-- Task inputs follows --

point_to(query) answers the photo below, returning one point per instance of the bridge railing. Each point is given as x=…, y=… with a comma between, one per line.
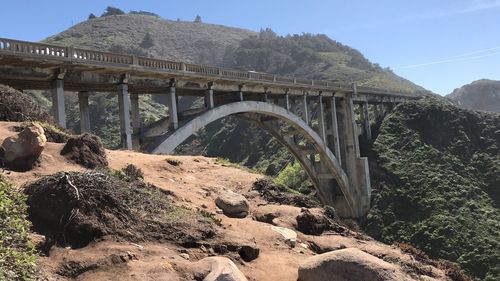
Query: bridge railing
x=97, y=56
x=32, y=48
x=78, y=54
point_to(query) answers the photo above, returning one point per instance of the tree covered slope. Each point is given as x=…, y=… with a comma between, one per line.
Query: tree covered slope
x=479, y=95
x=438, y=184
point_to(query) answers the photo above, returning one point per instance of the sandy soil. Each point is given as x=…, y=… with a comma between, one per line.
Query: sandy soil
x=195, y=183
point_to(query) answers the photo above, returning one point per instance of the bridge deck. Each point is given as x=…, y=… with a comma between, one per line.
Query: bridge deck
x=149, y=74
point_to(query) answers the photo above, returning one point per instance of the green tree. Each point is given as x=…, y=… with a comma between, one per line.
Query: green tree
x=112, y=11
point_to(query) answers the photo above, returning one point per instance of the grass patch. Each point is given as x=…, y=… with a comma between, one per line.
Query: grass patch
x=17, y=255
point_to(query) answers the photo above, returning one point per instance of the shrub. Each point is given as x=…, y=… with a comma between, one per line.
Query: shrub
x=17, y=258
x=112, y=11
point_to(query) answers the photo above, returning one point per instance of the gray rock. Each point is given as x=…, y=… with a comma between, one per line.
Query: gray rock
x=221, y=269
x=233, y=204
x=22, y=151
x=289, y=235
x=348, y=264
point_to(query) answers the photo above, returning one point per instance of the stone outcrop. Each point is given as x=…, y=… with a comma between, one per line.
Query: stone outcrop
x=348, y=264
x=21, y=152
x=221, y=269
x=289, y=235
x=233, y=204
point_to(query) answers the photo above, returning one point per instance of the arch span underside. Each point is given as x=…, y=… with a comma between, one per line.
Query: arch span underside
x=329, y=163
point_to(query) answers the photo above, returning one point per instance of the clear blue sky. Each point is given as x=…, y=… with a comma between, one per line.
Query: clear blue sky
x=439, y=44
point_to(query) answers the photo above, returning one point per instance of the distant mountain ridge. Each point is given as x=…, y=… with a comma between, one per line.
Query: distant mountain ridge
x=479, y=95
x=306, y=55
x=177, y=40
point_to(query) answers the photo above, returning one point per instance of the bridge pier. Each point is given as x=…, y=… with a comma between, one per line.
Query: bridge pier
x=83, y=103
x=321, y=117
x=287, y=101
x=356, y=167
x=136, y=119
x=172, y=107
x=365, y=120
x=58, y=102
x=306, y=110
x=209, y=97
x=124, y=114
x=240, y=95
x=333, y=131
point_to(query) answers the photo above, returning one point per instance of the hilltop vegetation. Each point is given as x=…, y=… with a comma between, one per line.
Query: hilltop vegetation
x=311, y=56
x=438, y=184
x=479, y=95
x=17, y=255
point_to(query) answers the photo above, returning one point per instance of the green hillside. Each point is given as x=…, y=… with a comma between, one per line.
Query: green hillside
x=436, y=179
x=478, y=95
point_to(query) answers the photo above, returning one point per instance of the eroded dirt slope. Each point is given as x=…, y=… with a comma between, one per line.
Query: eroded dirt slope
x=195, y=183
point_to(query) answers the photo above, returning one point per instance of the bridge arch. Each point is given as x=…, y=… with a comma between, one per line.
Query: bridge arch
x=329, y=163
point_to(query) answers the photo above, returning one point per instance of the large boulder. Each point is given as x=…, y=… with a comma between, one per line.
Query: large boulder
x=288, y=235
x=21, y=152
x=312, y=222
x=233, y=204
x=348, y=264
x=221, y=269
x=86, y=150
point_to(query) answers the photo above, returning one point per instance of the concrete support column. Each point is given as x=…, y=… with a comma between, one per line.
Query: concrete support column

-- Task inputs concluded --

- Task:
Only the lines from the one containing "Query: bridge arch" through the end of the records above belong in the output, each exactly as it stands, both ends included.

- Result of this exercise:
Query: bridge arch
x=329, y=163
point_to(query) answers the photo above, returning one point per instance of the large boulder. Each point is given as x=…, y=… with a comma between, one per line.
Query: large boulder
x=288, y=235
x=21, y=152
x=312, y=222
x=233, y=204
x=348, y=264
x=221, y=269
x=86, y=150
point_to(query) answers the photo above, returning one point per instance of the concrete support column. Each point is given as x=…, y=… with a comma between, one per line.
Query: concrete support column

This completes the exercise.